-------- Extracted text

Album Of The Week: The Mountain Goats Goths

Album Of The Week: The Mountain Goats Goths

A couple of months ago, John Darnielle published a book about darkness. Universal Harvester is either the Mountain Goats frontman’s second novel or his third, depending on how you define his entirely fictional (and great) 33 1/3 book about Black Sabbath’s Master Of Reality. And it’s some heavy shit. Universal Harvester takes place in small Iowa towns and in the spaces in-between them, and it concerns the strange and ambiguous and dangerous things that can happen out there in the cornfields, where nobody is looking, where nobody would even know where to start looking if they knew to look in the first place. It’s a book that’s less about plot and more about a tingly and uneasy feeling. So I wonder if it was a relief to write an album about the performance of darkness, about self-consciously disappearing into a cave when outside it’s 92 degrees and KROQ is playing Siouxsie And The Banshees. Because that’s what Goths, the new Mountain Goats album, is.

Goths is, as the title implies, an album about goth. More specifically, it’s about what it was like to be goth, or to aspire to being goth, in California in the ’80s, and it’s also about remembering what that was like. That’s a very specific cultural state, and Darnielle depicts it with both a sharp eye for detail and a sense of overwhelming empathy, which is how he always writes. The clothes are rendered in concrete and evocative ways: “Purple crushed velvet waistcoat flecked with Maalox and bits of dried vomit.” So are the cultural touchstones: “Star-crossed lovers and their tragic hates / And that one Celtic Frost record almost everybody hates.” (That would be 1988’s attempted hair-metal sellout move Cold Lake.) But Darnielle has more fun with the insecurities and self-doubts of his characters, as on “The Grey King And The Silver Flame Attunement,” where Darnielle’s narrator sees a guy in the club who’s filed his teeth into points and thinks to himself, “I’m hardcore, but I’m not that hardcore.”

The kind of goth that Darnielle is dealing with here is nothing like the shock-value fishnets-on-arms stuff that I grew up with. He is singing about a specific ’80s moment, a time when romantic wailing and frilly black clothes were the order of the day. And he’s capable of showing, in a few quick an economical strokes, what it was like to grow up in a scene like this in the pre-internet era, learning about your sister scenes through passed-down word of mouth or the occasional magazine article: “I heard they had a problem with some skinheads / At a show in a machine shop in Pomona / I feel like half my friends have moved to San Francisco / I think I’m gonna bleach my hair this weekend.” On “Shelved,” he even follows some nameless faded goth-rock star into the ’80s, showing us the moment when his character must contend with his own obsolescence: “Not gonna sit up and beg / Not gonna do tricks / Not gonna stand here on a soundstage, tethered to a crucifix.” Then, a few lines later: “Not gonna tour with Trent Reznor / Third of three, bottom of the bill / You can’t pay me to make that kind of music / Not gonna swallow that pill.”

----------------

_Directions_
1. Copy the records word for word, from their very first line through the line with "(135, 174), (600, 393)", including both of those lines. Leave out any pictures.
2. Pick up the review of the Mountain Goats album Goths at the point where it stops, and keep writing it.
The records after this point have no connection to the album review.

-------- Extracted data

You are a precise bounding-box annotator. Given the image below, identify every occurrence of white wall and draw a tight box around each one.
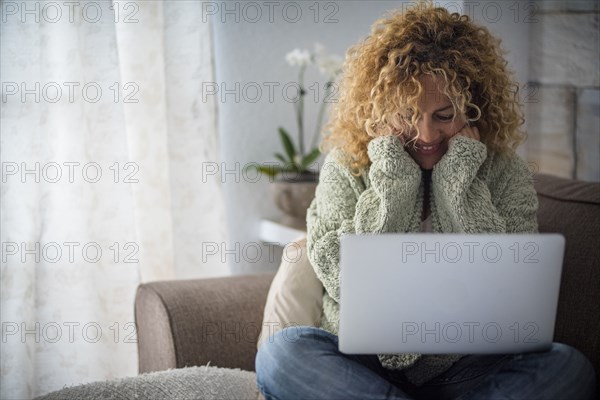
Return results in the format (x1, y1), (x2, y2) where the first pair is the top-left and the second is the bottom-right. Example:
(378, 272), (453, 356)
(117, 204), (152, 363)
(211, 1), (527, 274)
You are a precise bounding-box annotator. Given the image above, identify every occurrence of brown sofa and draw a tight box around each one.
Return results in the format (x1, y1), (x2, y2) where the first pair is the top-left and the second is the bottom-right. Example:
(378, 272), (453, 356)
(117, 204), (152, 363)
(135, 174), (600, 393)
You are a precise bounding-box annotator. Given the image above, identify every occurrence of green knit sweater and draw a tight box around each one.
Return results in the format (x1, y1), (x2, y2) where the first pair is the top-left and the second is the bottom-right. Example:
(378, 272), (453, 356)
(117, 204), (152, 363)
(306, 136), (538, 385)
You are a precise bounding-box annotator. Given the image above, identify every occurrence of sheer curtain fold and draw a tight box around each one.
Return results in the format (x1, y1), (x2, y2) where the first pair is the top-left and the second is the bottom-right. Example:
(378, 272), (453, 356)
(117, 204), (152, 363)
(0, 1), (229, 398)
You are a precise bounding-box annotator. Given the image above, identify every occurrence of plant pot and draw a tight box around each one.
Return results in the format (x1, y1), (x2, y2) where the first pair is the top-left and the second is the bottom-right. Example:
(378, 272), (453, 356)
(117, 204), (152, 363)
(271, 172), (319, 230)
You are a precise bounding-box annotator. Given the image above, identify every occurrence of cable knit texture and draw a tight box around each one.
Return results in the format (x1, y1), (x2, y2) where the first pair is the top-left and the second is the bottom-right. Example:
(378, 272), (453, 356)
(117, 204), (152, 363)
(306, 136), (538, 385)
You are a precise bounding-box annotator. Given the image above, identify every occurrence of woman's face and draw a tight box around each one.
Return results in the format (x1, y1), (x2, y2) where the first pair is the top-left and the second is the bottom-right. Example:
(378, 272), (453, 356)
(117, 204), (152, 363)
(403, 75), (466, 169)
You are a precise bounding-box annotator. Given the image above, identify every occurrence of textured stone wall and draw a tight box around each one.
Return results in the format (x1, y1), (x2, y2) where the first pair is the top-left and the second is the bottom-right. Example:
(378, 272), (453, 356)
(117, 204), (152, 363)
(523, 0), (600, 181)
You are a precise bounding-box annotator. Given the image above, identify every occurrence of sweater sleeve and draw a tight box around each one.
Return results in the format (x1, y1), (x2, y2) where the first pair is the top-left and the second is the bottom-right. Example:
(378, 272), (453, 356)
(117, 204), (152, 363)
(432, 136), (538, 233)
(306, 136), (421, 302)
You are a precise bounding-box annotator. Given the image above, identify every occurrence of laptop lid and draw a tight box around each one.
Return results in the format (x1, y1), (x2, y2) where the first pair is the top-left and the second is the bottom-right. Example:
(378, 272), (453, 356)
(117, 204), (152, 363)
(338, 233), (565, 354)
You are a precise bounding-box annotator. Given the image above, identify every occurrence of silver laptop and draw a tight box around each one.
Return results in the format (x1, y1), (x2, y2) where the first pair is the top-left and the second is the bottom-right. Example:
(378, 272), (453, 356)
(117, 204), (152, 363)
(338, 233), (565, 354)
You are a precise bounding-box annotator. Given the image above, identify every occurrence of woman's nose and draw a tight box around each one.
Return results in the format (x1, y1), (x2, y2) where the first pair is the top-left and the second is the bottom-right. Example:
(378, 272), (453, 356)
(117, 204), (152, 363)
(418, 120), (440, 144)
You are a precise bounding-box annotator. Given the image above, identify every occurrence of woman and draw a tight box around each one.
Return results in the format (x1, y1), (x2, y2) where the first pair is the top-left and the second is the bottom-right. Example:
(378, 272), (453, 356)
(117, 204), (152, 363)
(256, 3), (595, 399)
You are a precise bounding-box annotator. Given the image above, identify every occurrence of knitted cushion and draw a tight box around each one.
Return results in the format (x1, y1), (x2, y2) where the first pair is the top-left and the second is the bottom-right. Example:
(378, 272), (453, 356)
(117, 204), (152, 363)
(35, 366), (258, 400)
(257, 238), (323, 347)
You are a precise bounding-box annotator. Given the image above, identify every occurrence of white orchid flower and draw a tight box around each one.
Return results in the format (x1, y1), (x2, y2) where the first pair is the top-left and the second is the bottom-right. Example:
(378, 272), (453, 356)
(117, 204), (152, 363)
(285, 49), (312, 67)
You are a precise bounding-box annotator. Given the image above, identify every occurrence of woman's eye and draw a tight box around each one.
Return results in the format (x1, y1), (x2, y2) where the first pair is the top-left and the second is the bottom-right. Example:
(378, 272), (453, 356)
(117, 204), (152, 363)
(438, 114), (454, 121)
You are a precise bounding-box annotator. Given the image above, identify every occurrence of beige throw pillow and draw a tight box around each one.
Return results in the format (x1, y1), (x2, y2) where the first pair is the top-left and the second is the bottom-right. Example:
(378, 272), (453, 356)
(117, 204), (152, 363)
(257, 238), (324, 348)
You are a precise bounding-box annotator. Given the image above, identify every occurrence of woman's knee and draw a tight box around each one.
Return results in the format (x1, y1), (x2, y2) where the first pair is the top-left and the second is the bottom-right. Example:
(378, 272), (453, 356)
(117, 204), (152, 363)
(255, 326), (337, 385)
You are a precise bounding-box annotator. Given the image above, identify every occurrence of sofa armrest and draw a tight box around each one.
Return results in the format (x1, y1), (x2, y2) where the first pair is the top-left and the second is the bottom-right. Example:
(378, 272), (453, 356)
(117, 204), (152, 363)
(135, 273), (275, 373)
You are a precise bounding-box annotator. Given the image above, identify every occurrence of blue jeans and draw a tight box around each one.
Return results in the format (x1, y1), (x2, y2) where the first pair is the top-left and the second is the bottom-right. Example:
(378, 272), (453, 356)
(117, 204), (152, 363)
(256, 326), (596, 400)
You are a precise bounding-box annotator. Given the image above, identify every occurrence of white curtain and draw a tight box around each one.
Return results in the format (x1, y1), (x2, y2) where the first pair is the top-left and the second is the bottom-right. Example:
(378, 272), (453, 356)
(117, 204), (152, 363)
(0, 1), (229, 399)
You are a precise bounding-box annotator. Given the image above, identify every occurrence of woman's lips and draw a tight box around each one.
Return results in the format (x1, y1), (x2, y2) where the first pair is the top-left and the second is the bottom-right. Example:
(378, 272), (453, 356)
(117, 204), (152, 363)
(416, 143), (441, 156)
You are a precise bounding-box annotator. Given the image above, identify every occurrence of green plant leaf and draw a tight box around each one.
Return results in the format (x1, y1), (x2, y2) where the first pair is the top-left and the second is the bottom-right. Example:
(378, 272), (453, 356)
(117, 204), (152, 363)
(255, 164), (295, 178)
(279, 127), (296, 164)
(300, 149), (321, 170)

----------------

_Expected outputs_
1.
You are a precise bounding-box annotator. Given the image below, identify every occurrence of white wall and draw a tight box around each one.
Return results in the format (x1, y1), (x2, y2) where the first pair is the top-left and the second is the bottom-right. Example:
(378, 272), (453, 356)
(117, 204), (152, 363)
(211, 1), (527, 274)
You are a precise bounding-box annotator. Given the image above, identify every occurrence of brown sofa and draw a tight box around each one.
Return results in the format (x1, y1), (x2, y2) where the first pair is the top-left and the second is the bottom-right. Example:
(378, 272), (453, 356)
(117, 204), (152, 363)
(135, 174), (600, 393)

2.
Darnielle does all this through music that’s decidedly non-goth, which is not a surprise if you’ve ever heard him sing a tender and loving acoustic jam about a death metal band. But what is a surprise is that his musical palate has grown as lush and refined as what we hear on Goths. The liner notes proudly proclaim, “No guitars.” Darnielle himself only plays piano and Fender Rhodes, and he and his band flesh their arrangements out with sunny horn bursts and layers of choral vocals. It’s music that glows with warmth and radiance — with good feelings for the people in the songs, not the dark images that those people are doing this best to project.

As a vocalist, too, Darnielle has come a long way from the frayed, halfway-demented yawp we heard on those early Mountain Goats records. He’s put in real work on his voice, turning it into something quieter and smoother and, in its way, more expressive. He doesn’t hit lines hard anymore; he sidles up to them and sort of purrs them. If you’ve followed the evolution of the band through all these different stages, it can still be weird to hear Darnielle singing something that could be considered soft rock. But with repeated listens, it all sinks in, and its sheer prettiness becomes weirdly moving. There’s a moment near the end of “Shelved” where Darnielle gets done with his reminiscing and Peter Hughes’ perfect New Order-esque bassline breaks through the fog, doing all the work of evoking that fondness for the past. Musically, it’s already become one of my favorite moments of any Mountain Goats record.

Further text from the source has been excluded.